=== EXERCISE BRIEF ===
Return, character for character, the lines from the one bearing "the green grass" through the end of the material. Omit everything before that line.

=== EXERCISE INPUT ===
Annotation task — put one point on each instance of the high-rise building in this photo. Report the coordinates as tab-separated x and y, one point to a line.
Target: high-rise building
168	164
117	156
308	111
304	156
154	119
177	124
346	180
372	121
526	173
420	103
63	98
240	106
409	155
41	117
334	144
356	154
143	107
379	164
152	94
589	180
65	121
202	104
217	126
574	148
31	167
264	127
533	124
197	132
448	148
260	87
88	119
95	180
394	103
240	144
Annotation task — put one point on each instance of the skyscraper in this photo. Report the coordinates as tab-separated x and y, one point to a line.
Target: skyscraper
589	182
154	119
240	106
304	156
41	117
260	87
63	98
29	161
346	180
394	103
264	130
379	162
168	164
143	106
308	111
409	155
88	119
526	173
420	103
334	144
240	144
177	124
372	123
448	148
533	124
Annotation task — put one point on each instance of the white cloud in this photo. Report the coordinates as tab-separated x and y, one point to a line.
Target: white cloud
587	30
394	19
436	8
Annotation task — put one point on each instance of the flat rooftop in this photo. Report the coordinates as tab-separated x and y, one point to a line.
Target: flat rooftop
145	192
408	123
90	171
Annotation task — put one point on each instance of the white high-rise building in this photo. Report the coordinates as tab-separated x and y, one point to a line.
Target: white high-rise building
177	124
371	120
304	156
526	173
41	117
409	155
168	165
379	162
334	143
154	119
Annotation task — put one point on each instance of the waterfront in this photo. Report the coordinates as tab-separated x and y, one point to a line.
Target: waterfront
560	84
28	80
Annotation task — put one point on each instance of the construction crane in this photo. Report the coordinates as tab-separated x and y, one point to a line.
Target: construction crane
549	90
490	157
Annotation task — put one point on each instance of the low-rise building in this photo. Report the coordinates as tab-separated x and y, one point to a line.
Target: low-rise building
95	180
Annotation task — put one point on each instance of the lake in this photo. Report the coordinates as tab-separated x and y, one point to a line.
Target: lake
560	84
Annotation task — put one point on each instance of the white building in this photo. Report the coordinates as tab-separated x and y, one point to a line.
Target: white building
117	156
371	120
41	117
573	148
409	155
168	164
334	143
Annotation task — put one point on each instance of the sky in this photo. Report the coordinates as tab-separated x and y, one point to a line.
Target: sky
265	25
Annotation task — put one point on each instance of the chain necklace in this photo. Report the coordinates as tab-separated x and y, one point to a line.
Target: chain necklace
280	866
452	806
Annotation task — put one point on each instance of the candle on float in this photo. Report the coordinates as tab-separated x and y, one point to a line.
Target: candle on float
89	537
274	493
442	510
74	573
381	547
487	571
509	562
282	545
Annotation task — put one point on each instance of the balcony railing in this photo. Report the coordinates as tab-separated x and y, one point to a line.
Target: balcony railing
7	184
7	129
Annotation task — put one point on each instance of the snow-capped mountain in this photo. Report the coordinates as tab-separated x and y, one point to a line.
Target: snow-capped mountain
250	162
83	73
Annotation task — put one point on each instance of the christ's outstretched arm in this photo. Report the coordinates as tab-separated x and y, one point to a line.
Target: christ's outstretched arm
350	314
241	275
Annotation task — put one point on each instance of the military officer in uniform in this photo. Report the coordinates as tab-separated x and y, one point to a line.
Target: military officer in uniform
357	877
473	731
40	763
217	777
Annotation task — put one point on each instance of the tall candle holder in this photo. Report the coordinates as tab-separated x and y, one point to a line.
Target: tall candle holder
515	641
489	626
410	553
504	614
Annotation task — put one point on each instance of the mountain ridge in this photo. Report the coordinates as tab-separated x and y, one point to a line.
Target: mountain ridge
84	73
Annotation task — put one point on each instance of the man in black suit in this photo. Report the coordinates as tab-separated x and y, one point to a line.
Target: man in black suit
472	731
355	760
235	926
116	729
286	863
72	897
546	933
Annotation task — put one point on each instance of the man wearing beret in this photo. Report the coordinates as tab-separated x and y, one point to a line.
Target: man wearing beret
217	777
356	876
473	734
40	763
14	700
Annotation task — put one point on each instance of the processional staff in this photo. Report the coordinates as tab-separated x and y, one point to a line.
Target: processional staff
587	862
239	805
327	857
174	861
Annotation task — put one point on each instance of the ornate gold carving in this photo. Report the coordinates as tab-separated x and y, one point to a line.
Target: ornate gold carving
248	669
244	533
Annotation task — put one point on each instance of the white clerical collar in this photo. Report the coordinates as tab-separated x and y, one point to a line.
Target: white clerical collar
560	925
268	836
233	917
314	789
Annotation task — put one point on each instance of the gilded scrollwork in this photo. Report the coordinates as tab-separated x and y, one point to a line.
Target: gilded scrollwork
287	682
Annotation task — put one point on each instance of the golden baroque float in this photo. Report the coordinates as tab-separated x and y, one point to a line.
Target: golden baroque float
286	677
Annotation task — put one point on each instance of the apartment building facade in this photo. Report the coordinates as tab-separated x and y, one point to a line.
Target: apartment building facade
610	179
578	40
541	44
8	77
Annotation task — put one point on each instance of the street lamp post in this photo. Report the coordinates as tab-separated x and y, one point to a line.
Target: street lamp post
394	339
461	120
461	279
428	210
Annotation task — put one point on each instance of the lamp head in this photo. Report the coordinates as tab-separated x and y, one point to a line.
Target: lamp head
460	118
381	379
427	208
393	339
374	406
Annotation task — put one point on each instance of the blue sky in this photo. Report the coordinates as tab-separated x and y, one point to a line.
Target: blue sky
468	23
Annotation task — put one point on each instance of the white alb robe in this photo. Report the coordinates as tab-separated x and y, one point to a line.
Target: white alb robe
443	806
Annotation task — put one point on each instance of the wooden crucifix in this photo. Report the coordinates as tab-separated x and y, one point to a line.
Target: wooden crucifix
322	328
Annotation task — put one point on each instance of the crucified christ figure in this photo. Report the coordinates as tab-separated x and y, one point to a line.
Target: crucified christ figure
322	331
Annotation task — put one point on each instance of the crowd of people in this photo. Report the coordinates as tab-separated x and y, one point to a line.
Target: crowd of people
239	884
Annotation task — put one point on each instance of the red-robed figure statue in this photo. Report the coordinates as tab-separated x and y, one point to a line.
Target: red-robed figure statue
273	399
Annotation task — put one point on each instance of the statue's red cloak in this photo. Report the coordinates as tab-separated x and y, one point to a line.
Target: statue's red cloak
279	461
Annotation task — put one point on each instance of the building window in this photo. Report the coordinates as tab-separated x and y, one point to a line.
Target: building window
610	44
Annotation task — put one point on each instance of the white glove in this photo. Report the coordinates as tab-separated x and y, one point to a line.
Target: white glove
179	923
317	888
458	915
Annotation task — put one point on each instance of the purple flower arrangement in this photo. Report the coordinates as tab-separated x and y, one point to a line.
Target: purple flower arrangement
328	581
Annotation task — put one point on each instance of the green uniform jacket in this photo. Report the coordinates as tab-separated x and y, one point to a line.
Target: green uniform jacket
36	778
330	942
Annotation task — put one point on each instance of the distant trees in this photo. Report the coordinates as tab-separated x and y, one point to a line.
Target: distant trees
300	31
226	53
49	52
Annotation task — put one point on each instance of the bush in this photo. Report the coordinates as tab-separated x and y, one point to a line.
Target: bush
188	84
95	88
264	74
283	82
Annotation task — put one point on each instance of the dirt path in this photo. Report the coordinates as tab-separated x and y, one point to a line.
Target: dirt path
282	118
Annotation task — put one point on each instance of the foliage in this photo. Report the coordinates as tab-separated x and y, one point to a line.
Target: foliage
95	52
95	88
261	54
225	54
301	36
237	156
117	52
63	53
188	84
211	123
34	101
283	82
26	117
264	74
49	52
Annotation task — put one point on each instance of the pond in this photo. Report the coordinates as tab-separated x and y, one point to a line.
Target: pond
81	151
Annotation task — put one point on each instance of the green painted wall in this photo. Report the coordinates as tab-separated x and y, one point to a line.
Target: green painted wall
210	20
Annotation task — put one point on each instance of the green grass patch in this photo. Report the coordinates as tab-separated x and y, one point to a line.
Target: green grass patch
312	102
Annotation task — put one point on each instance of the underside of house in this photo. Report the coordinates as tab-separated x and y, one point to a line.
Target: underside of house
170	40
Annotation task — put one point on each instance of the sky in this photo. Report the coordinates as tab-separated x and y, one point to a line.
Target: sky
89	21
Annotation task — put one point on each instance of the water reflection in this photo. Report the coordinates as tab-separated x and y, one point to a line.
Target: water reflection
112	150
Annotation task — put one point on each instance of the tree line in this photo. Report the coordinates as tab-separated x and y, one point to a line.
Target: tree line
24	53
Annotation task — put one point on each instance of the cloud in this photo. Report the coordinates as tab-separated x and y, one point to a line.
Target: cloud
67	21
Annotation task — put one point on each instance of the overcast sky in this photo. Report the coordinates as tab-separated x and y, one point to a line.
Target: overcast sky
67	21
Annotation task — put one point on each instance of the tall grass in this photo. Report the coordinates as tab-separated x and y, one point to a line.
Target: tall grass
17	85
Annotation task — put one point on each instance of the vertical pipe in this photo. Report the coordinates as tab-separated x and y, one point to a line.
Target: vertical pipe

=== COMPLETE RESPONSE ===
Annotation task — put one point on each instance of the green grass patch in this photo. Report the coordinates as tab-separated x and y, one point to a line.
Target: green grass patch
312	102
Annotation task — put one point on each instance of the underside of house in this photo. Report the coordinates as tab-separated x and y, one point to a line.
Target: underside of house
170	40
Annotation task — put one point on each instance of the sky in this photo. Report the coordinates as tab-separated x and y, one point to a line.
Target: sky
89	21
Annotation task — put one point on each instance of the water reflection in this photo. Report the coordinates as tab-separated x and y, one point to a line.
Target: water reflection
112	150
Annotation task — put one point on each instance of the tree line in this photo. Report the coordinates as tab-separated x and y, one point to a line.
Target: tree line
24	53
Annotation task — put one point on each instance of the cloud in this photo. Report the coordinates as tab-separated x and y, one point to a line.
Target: cloud
67	21
Annotation task — put one point on each instance of the overcast sky in this photo. Report the coordinates as tab-separated x and y, one point to a line.
Target: overcast sky
67	21
Annotation task — put one point on each instance of the tall grass in this photo. Report the coordinates as tab-separated x and y, one point to a line.
Target: tall grass
17	85
Annotation task — put one point on each instance of the vertical pipe in this photo. Report the coordinates as tab-separated x and y, one point to a line.
Target: vertical pipe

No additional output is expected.